Records:
--- Begin ---
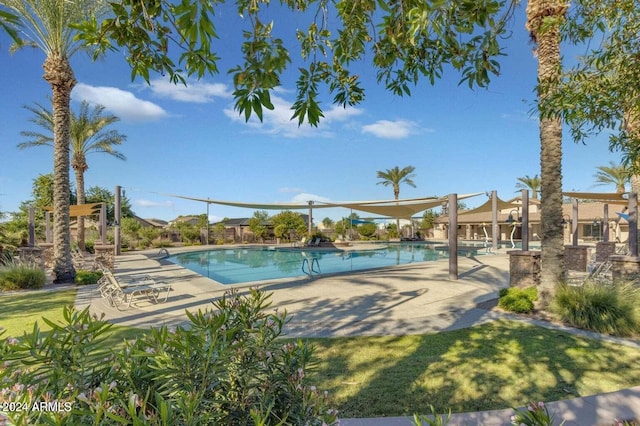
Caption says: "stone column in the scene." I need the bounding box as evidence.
[508,250,541,288]
[609,255,640,282]
[94,245,115,270]
[38,243,53,269]
[596,241,616,262]
[564,245,589,272]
--- End ---
■ **Objective**: Rewrite the lines above as a JSON list of strings, one string per line, with blank lines and pictures left out.

■ **Exercise answer**:
[
  "Caption says: \"stone column in the scene.\" I need the bounding box as evidence.",
  "[508,250,541,288]",
  "[609,255,640,282]",
  "[94,245,115,270]",
  "[38,243,53,269]",
  "[596,241,616,262]",
  "[564,245,589,272]"
]